# Dataset entries start
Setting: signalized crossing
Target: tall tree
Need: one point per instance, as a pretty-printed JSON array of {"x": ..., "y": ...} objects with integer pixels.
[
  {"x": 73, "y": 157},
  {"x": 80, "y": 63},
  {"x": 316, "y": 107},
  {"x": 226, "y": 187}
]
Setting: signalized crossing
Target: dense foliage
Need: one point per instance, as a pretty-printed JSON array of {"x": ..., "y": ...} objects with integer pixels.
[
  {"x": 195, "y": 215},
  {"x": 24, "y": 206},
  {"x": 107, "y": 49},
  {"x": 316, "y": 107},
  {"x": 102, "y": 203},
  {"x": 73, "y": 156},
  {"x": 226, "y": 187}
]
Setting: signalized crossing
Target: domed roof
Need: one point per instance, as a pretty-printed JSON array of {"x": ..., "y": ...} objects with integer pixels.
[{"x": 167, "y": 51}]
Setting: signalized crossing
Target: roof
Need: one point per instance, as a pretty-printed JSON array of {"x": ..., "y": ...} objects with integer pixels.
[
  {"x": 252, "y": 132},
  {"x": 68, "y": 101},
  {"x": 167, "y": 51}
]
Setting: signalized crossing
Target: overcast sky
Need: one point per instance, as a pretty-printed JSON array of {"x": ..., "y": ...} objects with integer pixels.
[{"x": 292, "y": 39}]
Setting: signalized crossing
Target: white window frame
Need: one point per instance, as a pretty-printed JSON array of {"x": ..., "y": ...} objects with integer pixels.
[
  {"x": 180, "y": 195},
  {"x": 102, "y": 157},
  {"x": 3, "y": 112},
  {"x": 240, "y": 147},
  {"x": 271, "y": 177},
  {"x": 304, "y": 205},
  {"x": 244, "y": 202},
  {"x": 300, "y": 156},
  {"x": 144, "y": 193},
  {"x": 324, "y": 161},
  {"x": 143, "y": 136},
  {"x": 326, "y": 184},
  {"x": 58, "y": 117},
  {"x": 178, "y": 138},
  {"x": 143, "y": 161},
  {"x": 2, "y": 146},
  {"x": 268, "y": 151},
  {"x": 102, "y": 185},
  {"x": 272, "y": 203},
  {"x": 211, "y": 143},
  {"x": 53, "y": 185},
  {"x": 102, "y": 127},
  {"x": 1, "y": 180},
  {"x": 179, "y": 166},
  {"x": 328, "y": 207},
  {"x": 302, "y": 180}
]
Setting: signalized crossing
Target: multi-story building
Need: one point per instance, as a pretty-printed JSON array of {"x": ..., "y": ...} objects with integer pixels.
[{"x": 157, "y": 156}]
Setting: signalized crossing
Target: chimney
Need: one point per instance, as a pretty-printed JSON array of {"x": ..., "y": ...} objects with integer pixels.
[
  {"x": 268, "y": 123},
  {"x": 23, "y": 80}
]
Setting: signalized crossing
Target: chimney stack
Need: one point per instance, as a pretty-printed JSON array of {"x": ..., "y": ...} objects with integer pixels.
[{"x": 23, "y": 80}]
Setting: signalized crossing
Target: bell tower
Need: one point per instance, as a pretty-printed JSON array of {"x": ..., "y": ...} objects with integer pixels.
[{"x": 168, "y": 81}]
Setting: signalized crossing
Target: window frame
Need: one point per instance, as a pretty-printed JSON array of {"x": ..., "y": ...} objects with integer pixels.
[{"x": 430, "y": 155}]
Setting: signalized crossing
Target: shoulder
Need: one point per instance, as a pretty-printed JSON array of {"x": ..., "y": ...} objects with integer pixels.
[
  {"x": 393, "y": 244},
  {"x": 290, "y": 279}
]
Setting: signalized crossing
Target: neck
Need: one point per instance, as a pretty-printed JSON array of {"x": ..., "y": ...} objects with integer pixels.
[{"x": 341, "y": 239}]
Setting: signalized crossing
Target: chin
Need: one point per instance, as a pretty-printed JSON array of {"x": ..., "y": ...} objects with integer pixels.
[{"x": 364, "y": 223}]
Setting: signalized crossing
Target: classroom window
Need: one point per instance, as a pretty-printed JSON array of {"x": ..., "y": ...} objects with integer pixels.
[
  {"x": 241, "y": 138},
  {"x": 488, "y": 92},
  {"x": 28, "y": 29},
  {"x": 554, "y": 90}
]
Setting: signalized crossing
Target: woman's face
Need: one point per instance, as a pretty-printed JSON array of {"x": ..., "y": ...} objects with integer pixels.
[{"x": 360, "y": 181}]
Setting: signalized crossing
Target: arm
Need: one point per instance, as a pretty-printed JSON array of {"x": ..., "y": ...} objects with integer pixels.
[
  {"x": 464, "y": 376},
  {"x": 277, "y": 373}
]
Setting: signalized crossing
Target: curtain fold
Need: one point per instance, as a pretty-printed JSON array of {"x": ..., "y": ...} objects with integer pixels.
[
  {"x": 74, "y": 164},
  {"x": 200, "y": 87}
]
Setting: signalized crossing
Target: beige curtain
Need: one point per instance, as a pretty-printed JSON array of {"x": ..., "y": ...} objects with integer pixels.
# Dataset entries end
◆ Exercise objective:
Repeat all the entries word for word.

◆ Solution for this task:
Setting: signalized crossing
Target: tall tree
Need: one point per instance, as a pretty-printed JSON array of {"x": ..., "y": ...} objects with integer pixels.
[
  {"x": 73, "y": 157},
  {"x": 80, "y": 63},
  {"x": 316, "y": 107},
  {"x": 226, "y": 187}
]
Setting: signalized crossing
Target: dense foliage
Need: one point per instance, as a pretty-printed JSON array of {"x": ..., "y": ...} objects with integer pixels.
[
  {"x": 195, "y": 215},
  {"x": 24, "y": 206},
  {"x": 107, "y": 49},
  {"x": 316, "y": 107},
  {"x": 102, "y": 203},
  {"x": 73, "y": 156},
  {"x": 226, "y": 187}
]
Setting: signalized crossing
Target: domed roof
Need: one point per instance, as a pretty-printed JSON array of {"x": ..., "y": ...} objects with integer pixels.
[{"x": 167, "y": 51}]
Setting: signalized crossing
Target: roof
Need: one point per instance, as a pretty-printed JSON array of {"x": ..., "y": ...} objects with integer pixels.
[
  {"x": 252, "y": 132},
  {"x": 68, "y": 101},
  {"x": 167, "y": 51}
]
Setting: signalized crossing
Target: overcast sky
Need: one point per instance, as a pretty-printed JSON array of {"x": ..., "y": ...} objects with integer pixels.
[{"x": 292, "y": 39}]
Setting: signalized crossing
Target: white window frame
Need: one point per instance, as a pretty-printed JSON array of {"x": ..., "y": ...} objects with integer pixels.
[
  {"x": 180, "y": 195},
  {"x": 102, "y": 157},
  {"x": 3, "y": 112},
  {"x": 240, "y": 147},
  {"x": 271, "y": 177},
  {"x": 304, "y": 205},
  {"x": 244, "y": 202},
  {"x": 300, "y": 156},
  {"x": 144, "y": 193},
  {"x": 324, "y": 161},
  {"x": 143, "y": 136},
  {"x": 326, "y": 184},
  {"x": 58, "y": 117},
  {"x": 178, "y": 138},
  {"x": 143, "y": 161},
  {"x": 2, "y": 146},
  {"x": 268, "y": 151},
  {"x": 102, "y": 185},
  {"x": 272, "y": 203},
  {"x": 211, "y": 143},
  {"x": 53, "y": 185},
  {"x": 102, "y": 127},
  {"x": 1, "y": 180},
  {"x": 179, "y": 166},
  {"x": 328, "y": 207},
  {"x": 302, "y": 180}
]
Setting: signalized crossing
Target: multi-story building
Need: one point per instance, as a pretty-printed JSON array of {"x": ..., "y": ...} objects with integer pixels.
[{"x": 157, "y": 156}]
Setting: signalized crossing
Target: chimney
Need: one point per instance, as a pretty-printed JSON array of {"x": ..., "y": ...} objects with integer pixels.
[
  {"x": 268, "y": 123},
  {"x": 23, "y": 80}
]
Setting: signalized crossing
Target: chimney stack
Need: one point per instance, as a pretty-printed JSON array of {"x": ..., "y": ...} objects with integer pixels.
[{"x": 23, "y": 80}]
Setting: signalized crossing
Target: bell tower
Need: one point per instance, as a pretty-printed JSON array of {"x": ..., "y": ...} objects with integer pixels.
[{"x": 168, "y": 81}]
Setting: signalized crossing
Target: window frame
Need: one point per instance, as a pretty-printed JSON array of {"x": ..., "y": ...} objects with integer pixels.
[{"x": 430, "y": 155}]
Setting: signalized crossing
Target: shoulder
Need: one point per instance, as a pretty-printed JSON array of {"x": ..., "y": ...} objects with integer pixels.
[
  {"x": 393, "y": 244},
  {"x": 290, "y": 279}
]
Setting: signalized crossing
Target: neck
Need: one point per instance, as a pretty-printed JSON array of {"x": ..., "y": ...} objects with integer pixels.
[{"x": 341, "y": 239}]
Setting: signalized crossing
Target: chin
Need: one point per instance, as a pretty-printed JSON array of {"x": ..., "y": ...} objects with integer pixels.
[{"x": 364, "y": 223}]
Setting: signalized crossing
Target: classroom window
Need: one point per instance, as a pretty-printed JSON array of {"x": ..., "y": ...} objects with integer pixels.
[
  {"x": 241, "y": 138},
  {"x": 488, "y": 92},
  {"x": 28, "y": 29},
  {"x": 554, "y": 90}
]
Setting: signalized crossing
Target: woman's face
Need: one point per instance, as a pretty-printed JSON array of {"x": ..., "y": ...} objects with integer pixels.
[{"x": 360, "y": 181}]
Setting: signalized crossing
Target: arm
Need: one point per instance, as a pretty-printed JSON array of {"x": ..., "y": ...} objects with integer pixels.
[
  {"x": 464, "y": 376},
  {"x": 277, "y": 373}
]
Setting: signalized crossing
Target: curtain fold
Need: one point per instance, as a pretty-printed JSON array of {"x": ..., "y": ...} objects with integer pixels.
[
  {"x": 74, "y": 164},
  {"x": 200, "y": 87}
]
Setting: signalized crossing
Target: beige curtain
Need: one point per instance, as a pretty-printed JSON array of {"x": ..., "y": ...} objects with integer pixels.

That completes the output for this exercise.